### Tasks
(a) Please retype the storage thread from "Gigabyte, Terabyte, Petabyte, or" to "my pocket, etc?".
(b) Render this sentence from the storage thread in Spanish: "Most languages contain many words formed from other words, or words with prefixes and suffixes."

[start Excerpt provided]

-
Mass Storage Question
Here's an interesting one--how many bytes of storage are required on a hard drive to store every single word ever written by humans in any language that humans have ever used for communication?
Can you provide a reasonanly close estimate? Please advise. :ehh:
-
Re: Mass Storage Question
Just one byte, a really really big bite! :D
-
Re: Mass Storage Question
Quote:
Originally Posted by
RobDog888
Just one byte, a really really big bite! :D
Just one big byte?
Gigabyte, Terabyte, Petabyte, or a larger byte? ;)
-
Re: Mass Storage Question
Quote:
Originally Posted by
Code Doc
Here's an interesting one--how many bytes of storage are required on a hard drive to store every single word ever written by humans in any language that humans have ever used for communication?
Can you provide a reasonanly close estimate? Please advise. :ehh:
You aren't providing enough information. Are you including merely published works, or are you also including all my email, my grocery list in my pocket, etc?
plus, there's the fact there are over 4000 current spoken languages but not all of them even have written words, and some share. Mandarin and cantonese for example use the same written text. Do we include dialects here? you get my drift. Some estimating must be done. I seem to rmember someone once computing that an encyclopedia would fit on a floppy disk, so i am pretty sure a terabyte would be plenty big.
-
Re: Mass Storage Question
Quote:
Originally Posted by
Code Doc
Can you provide a reasonanly close estimate?
No..
-
Re: Mass Storage Question
Do we count only published (printed) material or any write/scribble in general? Do we count copies (in case of printed material do we count one book just once or once for every copy printed)?
-
Re: Mass Storage Question
you're gonna need a hell load of space and time to fill it on a hard drive.
-
Re: Mass Storage Question
-
Re: Mass Storage Question
OK, I'll try to define the problem more accurately. Let's assume:
(1) All different words written by all humans in any language. Matched words are to be ignored. Common slang words are acceptable.
(2) Words composed of multiple words do not count. These must be separate words and not joined by hyphens or combined by inept text messagers or those text messagers trying to show off.
(3) Trivial concocted abbreviations and combinations are not to be included, such as URDum, PITA, and TIA.
Regardless of these restrictions, I have been told that the answer is many Petabytes, even with compression. I am having a hard time believing that.
Now what would it take to store all words?
-
Re: Mass Storage Question
What about when new words are created or eveolve during your writting process to the hard drive? Will yoiu have an ever continuing process processing new words? This will be a never ending task so we can not tell you how much space :p
:D
-
Re: Mass Storage Question
Quote:
Originally Posted by
Code Doc
(2) Words composed of multiple words do not count. These must be separate words and not joined by hyphens or combined by inept text messagers or those text messagers trying to show off.
Most languages contain many words formed from other words, or words with prefixes and suffixes.
What about languages which don't have words?
-
Re: Mass Storage Question
Quote:
Originally Posted by
penagate
What about languages which don't have words?
Which remiinds me, my wife had this strange look the other day, afterwards she blamed for not ..... Sounds like a language without words;)
-
Re: Mass Storage Question
So just words? Not phrases, sentences, paragraphs.... Only unique words regardless of written language?

[end Excerpt provided]
[start Data]

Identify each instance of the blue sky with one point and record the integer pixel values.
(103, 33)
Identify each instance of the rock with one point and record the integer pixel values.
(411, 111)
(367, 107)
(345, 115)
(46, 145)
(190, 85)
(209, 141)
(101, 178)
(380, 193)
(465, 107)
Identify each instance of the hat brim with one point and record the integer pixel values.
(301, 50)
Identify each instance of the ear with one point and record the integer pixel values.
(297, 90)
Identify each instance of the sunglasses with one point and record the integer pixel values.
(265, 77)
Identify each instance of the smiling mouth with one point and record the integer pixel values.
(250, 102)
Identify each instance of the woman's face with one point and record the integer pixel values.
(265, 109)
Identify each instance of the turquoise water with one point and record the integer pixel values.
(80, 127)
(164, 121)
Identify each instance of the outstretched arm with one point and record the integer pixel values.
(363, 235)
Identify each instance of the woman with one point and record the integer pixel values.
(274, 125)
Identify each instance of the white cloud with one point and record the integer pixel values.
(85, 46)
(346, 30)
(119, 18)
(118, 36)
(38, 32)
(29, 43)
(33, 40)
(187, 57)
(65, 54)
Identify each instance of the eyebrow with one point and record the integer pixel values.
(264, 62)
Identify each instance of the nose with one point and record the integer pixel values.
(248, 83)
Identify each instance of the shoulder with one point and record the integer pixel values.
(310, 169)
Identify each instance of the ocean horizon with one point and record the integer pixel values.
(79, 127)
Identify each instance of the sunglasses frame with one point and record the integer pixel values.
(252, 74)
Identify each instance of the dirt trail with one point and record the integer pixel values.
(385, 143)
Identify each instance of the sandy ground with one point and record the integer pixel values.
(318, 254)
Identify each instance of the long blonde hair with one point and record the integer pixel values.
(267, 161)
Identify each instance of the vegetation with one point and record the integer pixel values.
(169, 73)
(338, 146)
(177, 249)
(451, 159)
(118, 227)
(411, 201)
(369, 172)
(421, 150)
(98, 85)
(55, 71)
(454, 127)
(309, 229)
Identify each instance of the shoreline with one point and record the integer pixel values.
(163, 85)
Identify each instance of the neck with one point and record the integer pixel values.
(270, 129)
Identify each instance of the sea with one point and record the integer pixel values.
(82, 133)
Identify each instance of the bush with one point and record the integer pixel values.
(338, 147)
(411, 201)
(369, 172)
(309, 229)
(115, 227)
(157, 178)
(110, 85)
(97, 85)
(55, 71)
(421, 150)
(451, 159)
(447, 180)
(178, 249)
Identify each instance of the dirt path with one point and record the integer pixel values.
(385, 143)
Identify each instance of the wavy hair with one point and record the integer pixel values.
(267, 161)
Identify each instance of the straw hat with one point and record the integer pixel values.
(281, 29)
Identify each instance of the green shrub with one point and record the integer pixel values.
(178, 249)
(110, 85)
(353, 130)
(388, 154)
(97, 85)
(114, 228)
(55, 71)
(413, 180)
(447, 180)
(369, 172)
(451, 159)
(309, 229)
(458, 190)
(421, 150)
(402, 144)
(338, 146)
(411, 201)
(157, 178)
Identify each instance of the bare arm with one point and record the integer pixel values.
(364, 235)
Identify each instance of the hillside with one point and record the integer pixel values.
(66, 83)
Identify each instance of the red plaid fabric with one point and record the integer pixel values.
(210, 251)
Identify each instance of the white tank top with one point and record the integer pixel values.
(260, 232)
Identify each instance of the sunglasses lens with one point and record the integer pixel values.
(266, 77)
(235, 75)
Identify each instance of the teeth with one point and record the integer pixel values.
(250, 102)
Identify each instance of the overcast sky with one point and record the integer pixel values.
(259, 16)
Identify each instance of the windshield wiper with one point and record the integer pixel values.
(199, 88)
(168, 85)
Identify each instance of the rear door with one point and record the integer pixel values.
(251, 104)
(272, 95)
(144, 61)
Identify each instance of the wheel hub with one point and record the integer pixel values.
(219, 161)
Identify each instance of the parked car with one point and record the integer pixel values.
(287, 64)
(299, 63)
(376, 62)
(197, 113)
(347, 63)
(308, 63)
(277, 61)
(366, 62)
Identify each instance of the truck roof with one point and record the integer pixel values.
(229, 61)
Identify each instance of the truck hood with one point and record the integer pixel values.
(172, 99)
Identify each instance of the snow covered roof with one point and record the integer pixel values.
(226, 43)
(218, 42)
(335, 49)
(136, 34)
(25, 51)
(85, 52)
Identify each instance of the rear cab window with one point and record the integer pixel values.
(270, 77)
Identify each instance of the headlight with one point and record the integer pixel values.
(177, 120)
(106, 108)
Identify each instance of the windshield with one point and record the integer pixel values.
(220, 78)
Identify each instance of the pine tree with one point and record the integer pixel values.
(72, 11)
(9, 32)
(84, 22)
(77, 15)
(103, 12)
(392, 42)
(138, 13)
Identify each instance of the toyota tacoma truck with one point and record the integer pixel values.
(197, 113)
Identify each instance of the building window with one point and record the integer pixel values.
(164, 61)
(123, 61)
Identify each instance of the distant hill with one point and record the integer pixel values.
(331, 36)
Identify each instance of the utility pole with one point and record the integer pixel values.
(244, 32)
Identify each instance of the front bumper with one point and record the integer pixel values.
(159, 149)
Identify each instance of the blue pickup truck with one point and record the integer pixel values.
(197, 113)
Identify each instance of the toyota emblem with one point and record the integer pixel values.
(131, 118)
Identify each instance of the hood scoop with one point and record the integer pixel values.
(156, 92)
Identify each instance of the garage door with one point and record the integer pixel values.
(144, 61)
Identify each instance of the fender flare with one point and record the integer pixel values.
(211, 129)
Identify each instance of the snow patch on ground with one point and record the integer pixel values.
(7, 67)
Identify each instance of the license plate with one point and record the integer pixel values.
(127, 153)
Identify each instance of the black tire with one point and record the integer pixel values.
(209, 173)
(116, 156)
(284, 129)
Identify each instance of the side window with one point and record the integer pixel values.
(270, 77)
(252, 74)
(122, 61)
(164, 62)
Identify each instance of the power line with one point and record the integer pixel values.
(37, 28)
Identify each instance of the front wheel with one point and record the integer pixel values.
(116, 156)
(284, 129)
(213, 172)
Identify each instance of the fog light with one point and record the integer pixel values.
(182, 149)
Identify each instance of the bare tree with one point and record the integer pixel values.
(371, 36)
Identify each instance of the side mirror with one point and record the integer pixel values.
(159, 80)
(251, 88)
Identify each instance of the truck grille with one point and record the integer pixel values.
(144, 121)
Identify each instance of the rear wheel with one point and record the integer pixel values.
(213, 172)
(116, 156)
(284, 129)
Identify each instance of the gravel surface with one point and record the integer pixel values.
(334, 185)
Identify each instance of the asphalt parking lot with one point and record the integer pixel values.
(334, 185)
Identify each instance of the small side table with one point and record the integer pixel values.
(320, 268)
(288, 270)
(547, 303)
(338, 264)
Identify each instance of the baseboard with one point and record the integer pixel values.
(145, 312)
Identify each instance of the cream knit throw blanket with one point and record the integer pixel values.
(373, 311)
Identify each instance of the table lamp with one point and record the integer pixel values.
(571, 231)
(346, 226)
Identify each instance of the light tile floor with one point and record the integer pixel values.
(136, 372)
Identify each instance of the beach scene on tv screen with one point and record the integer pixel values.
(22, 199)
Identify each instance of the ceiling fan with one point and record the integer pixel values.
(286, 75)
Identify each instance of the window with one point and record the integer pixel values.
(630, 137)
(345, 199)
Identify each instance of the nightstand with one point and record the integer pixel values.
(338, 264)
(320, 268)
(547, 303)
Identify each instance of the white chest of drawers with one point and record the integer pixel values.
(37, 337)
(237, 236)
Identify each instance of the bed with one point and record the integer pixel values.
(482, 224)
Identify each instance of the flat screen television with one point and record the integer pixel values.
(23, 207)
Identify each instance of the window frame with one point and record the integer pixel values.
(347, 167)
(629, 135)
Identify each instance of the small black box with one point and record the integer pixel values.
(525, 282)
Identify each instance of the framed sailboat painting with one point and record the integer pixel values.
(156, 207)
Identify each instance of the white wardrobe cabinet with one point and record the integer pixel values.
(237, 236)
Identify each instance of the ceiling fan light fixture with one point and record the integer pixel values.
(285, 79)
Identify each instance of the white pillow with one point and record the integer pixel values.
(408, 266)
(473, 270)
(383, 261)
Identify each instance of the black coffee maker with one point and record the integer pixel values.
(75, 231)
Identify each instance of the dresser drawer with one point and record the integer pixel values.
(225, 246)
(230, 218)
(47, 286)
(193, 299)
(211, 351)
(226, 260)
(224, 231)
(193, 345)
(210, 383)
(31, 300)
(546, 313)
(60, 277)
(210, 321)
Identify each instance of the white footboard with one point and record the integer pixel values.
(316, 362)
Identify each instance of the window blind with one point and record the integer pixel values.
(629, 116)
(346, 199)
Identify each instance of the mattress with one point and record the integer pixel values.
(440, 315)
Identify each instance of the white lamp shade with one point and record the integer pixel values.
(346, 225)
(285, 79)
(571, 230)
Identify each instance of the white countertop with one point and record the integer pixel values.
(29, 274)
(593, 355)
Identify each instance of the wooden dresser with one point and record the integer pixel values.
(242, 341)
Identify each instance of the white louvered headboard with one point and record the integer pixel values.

[end Data]

### Solutions for each task
(a)
Gigabyte, Terabyte, Petabyte, or a larger byte? ;)
-
Re: Mass Storage Question
Quote:
Originally Posted by
Code Doc
Here's an interesting one--how many bytes of storage are required on a hard drive to store every single word ever written by humans in any language that humans have ever used for communication?
Can you provide a reasonanly close estimate? Please advise. :ehh:
You aren't providing enough information. Are you including merely published works, or are you also including all my email, my grocery list in my pocket, etc?

(b) La mayoría de los idiomas contienen muchas palabras formadas a partir de otras palabras, o palabras con prefijos y sufijos.